Data shown:
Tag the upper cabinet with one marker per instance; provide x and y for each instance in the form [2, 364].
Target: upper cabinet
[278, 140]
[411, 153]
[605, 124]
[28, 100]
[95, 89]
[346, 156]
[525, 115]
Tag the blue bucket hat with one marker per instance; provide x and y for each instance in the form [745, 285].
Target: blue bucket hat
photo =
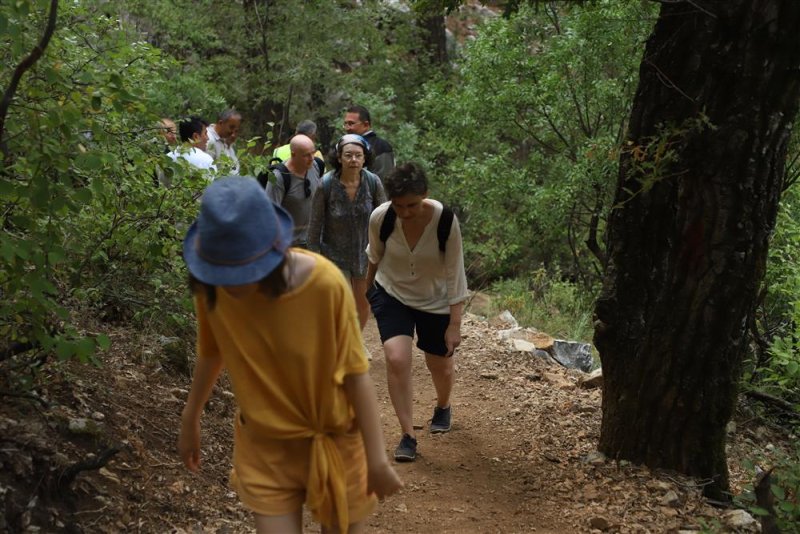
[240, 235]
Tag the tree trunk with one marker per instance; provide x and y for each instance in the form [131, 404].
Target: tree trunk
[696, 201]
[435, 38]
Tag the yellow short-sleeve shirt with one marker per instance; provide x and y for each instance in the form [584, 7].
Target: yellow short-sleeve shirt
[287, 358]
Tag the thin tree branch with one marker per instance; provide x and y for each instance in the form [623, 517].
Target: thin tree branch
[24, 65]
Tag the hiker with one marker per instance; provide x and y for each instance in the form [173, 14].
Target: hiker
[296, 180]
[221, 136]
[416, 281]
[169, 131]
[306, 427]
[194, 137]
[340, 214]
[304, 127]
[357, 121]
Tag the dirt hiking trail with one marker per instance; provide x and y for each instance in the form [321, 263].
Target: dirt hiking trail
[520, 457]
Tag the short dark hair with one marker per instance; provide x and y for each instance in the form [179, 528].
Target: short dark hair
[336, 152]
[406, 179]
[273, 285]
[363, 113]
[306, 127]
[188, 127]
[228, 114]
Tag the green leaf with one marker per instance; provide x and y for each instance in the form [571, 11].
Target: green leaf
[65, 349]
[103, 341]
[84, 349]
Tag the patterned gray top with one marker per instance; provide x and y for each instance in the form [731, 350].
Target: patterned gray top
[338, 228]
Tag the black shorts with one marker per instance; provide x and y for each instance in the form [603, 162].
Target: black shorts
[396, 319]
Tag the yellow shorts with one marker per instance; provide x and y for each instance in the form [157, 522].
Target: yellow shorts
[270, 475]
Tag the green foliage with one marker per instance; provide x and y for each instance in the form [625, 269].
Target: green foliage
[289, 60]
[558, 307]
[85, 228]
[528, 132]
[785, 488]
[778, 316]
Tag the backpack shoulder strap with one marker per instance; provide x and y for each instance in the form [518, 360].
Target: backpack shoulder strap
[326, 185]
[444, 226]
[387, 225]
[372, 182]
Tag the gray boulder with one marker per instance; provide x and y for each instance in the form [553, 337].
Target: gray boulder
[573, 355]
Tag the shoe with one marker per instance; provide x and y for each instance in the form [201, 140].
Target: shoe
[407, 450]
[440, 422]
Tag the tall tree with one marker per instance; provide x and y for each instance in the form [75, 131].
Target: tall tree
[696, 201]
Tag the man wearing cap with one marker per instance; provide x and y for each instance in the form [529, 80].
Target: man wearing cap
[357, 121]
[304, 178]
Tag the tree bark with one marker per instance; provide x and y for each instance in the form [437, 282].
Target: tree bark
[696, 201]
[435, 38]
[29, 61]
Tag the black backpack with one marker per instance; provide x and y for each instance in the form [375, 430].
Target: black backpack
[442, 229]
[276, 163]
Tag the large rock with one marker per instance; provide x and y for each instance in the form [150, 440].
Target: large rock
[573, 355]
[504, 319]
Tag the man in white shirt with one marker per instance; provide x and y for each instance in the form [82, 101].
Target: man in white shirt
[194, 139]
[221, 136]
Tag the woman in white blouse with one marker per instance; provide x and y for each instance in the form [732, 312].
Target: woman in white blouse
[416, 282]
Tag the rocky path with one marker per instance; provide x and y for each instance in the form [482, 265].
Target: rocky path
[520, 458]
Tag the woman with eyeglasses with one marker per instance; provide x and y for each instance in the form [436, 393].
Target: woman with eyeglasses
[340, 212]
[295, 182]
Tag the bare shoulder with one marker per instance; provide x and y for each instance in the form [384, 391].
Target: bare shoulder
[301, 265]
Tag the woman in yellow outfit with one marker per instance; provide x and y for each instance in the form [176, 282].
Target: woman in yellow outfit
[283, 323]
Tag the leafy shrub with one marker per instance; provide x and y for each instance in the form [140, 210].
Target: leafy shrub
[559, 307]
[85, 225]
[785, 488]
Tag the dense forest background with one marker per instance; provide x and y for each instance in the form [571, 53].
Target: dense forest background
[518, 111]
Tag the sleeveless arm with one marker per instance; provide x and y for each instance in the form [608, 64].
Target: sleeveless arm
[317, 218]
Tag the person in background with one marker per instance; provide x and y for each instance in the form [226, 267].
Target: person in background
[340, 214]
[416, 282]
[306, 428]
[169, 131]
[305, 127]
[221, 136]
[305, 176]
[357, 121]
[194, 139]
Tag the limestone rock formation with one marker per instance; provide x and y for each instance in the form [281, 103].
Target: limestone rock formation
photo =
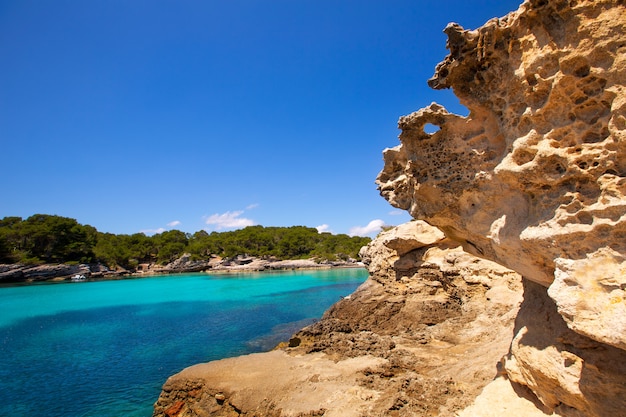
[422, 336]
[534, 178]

--

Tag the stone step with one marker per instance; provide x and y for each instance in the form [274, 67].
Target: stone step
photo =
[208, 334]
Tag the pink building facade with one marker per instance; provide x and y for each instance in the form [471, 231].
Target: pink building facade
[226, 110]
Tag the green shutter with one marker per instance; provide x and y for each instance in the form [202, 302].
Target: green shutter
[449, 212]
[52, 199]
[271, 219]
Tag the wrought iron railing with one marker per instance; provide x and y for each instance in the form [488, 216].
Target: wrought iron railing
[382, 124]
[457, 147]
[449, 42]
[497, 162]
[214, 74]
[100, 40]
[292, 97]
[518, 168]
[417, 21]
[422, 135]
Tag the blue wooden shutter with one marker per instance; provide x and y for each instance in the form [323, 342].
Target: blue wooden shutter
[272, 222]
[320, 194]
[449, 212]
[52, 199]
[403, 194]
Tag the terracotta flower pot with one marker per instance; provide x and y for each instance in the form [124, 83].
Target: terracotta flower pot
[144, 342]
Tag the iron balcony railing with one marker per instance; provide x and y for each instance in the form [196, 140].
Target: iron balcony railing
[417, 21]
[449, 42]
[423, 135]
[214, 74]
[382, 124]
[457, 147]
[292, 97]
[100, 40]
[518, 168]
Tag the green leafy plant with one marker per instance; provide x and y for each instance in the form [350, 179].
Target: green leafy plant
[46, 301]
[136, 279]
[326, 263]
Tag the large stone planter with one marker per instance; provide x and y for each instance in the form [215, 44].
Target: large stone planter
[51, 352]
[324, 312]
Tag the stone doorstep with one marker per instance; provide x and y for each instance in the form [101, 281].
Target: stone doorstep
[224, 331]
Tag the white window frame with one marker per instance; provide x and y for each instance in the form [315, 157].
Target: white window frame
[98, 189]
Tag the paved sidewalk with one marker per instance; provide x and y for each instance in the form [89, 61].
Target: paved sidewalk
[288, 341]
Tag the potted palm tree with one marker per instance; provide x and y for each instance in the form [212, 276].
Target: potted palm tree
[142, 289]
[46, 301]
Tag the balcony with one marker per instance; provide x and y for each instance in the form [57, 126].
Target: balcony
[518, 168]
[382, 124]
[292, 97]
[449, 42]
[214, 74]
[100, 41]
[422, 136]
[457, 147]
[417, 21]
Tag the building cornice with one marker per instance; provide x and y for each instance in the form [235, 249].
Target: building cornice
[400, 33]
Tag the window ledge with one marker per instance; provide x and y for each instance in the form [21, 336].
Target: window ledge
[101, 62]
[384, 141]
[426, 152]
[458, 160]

Work to complete:
Starting with the line above that holds "Target: black shorts" and stopping with the line that holds "Tag the man in", reproduce each line exactly, omitting all other lines.

Output below:
Target: black shorts
[396, 319]
Tag the yellow shorts with one marker per instance; provide x and y for each instance in the form [157, 522].
Target: yellow shorts
[270, 475]
Tag the green foliage with one marker per instance; provide x and y for each instance in the form [625, 269].
Target: green foliage
[289, 60]
[558, 307]
[85, 228]
[528, 132]
[785, 488]
[778, 316]
Tag the backpack shoulder strap with one marker per instance; provide x and y for each instance in the form [518, 360].
Target: backpack shoulder strap
[326, 185]
[444, 226]
[387, 225]
[372, 182]
Tag the gray boulder with one marker per instance; provide x and y for each instance in the form [553, 337].
Target: gray boulder
[573, 355]
Tag the shoe with one marker per instance; provide x and y for each instance in the form [201, 140].
Target: shoe
[407, 450]
[440, 422]
Tag the tall tree with one marker per instance; provide x and y for each instance in the form [75, 131].
Target: tall tree
[696, 201]
Tag the man wearing cap with one marker per instance; provide x and y for each instance in the form [529, 80].
Target: man wearing cap
[357, 121]
[304, 178]
Tag the tree bark with one marker per instance; provide x and y for each instance in the form [437, 282].
Target: tree bark
[696, 201]
[435, 38]
[29, 61]
Tag the black backpack with one marker per instance; provide x and y for each instance in the form [375, 430].
Target: black backpack
[442, 229]
[276, 163]
Tag the large rock with one marker per instance; provide x and y for each instance in the form [150, 440].
Target: large rock
[573, 355]
[504, 319]
Tag the man in white shirt with one marker per instance; provide x and y for each instance in the form [82, 101].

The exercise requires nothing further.